-- start QUOTED PASSAGE --

# Quick Q - Is it better to print tee 1st then sew in labels or reverse?



## Bee (Jan 7, 2007)

I am waiting for my labels to be complete and then they'll need to be sew into my tees. Is it better for me to get my tee's screenprinted 1st and then send them out to be re-labeled or better to wait and get the labels done 1st then send them off to the screenprinters?

Or does it not matter either way?  


Thanks,
Irene


----------



## Jasonda (Aug 16, 2006)

I don't have much experience with this, but I'd think that it would be better to print first and then label. That way, if the printer makes a mistake (it happens), at least you won't be wasting a label in that one.


----------



## BandPrints (Feb 4, 2007)

-- end QUOTED PASSAGE --

■ PROBLEMS:
• a. Render the part of the rows that opens with the line containing "drop a point: the bottle nipple" and closes with the last line of the rows as a JSON list of strings, one string per line, with blank lines left out.
• b. Take the forum thread about screen printing tees and sewing in labels further from the point where it stops.
The forum thread and the rows after it come from unrelated sources.

-- start DATASET EXCERPTS --

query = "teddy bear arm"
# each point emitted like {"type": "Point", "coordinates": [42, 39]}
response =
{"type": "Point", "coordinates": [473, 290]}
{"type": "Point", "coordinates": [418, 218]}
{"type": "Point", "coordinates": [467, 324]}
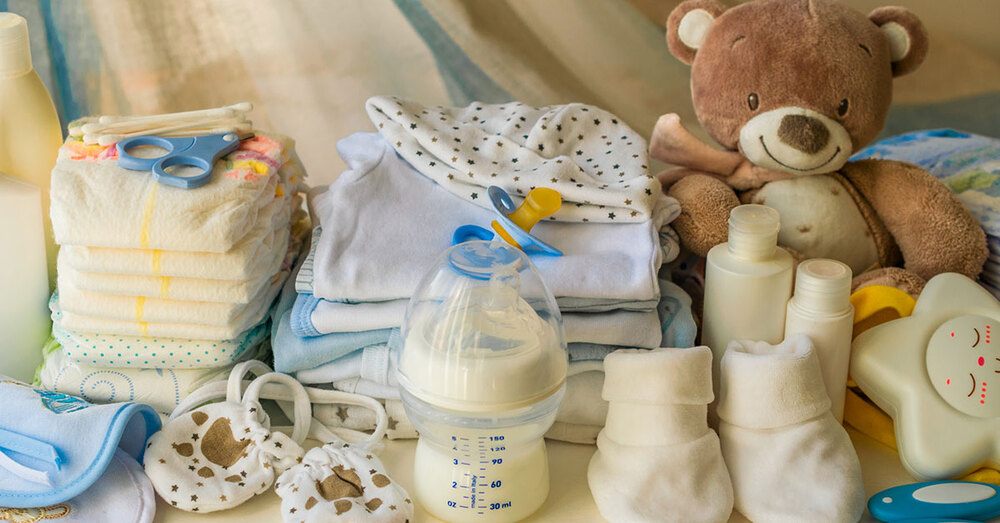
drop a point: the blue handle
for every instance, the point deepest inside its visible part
(200, 152)
(937, 500)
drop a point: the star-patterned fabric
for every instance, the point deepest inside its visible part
(337, 482)
(598, 164)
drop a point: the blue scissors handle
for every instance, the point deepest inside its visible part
(200, 152)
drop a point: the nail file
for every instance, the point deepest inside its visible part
(937, 501)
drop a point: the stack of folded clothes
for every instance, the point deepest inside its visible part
(386, 219)
(969, 165)
(162, 288)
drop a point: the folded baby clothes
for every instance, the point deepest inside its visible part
(161, 388)
(358, 257)
(97, 203)
(597, 163)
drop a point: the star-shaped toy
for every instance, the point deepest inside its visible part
(937, 373)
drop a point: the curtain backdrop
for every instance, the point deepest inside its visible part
(308, 65)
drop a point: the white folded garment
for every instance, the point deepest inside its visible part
(100, 204)
(380, 250)
(597, 163)
(246, 260)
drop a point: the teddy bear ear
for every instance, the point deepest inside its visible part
(687, 26)
(906, 35)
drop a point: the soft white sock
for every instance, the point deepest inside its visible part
(656, 458)
(788, 457)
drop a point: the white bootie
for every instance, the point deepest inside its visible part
(788, 457)
(656, 458)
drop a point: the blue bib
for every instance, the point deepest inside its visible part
(54, 446)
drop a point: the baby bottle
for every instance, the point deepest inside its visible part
(482, 370)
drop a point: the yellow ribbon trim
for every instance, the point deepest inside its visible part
(147, 216)
(157, 254)
(140, 304)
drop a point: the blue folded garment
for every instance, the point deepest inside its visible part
(54, 446)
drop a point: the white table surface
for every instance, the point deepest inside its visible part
(569, 497)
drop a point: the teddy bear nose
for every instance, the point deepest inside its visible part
(804, 133)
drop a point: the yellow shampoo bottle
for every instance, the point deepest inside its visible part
(30, 134)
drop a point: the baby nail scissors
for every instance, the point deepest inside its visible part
(195, 151)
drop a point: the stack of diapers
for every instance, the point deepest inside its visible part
(382, 224)
(161, 288)
(969, 165)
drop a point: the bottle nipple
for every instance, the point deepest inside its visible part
(15, 53)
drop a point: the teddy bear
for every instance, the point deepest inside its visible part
(791, 89)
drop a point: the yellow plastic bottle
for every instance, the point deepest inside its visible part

-- end DATASET EXCERPTS --

■ THE REPLIES:
• a.
[
  "drop a point: the bottle nipple",
  "for every instance, the point deepest inside its visible part",
  "(15, 53)",
  "drop a point: the teddy bear",
  "for every instance, the point deepest inside its visible part",
  "(791, 89)",
  "drop a point: the yellow plastic bottle",
  "for every instance, the point deepest inside its visible part"
]

• b.
it depends on the print turn-around time. And also how fast the label's can be put in. We do it and for example if the customer has provided us with the labels and they are in stock then we may do the tagging first. To us it all depends on the number of days open, if we plan to put 5000 shirts on the board in 4 days and we have the tags we will label them now to save turn-around time. another advantage of working with non-printed shirts is that the ink does not stick to eachother and you have less of a chance of messing up the finished product.

-garrett


----------



## Bee (Jan 7, 2007)

This is my first run so it's very small. I have the tees already and my labels are in production. As it is a small run, Jasonda's point makes perfect sense!!

I think this time out i'll print them 1st then, get the tees relabeled after.

Thank you both so much!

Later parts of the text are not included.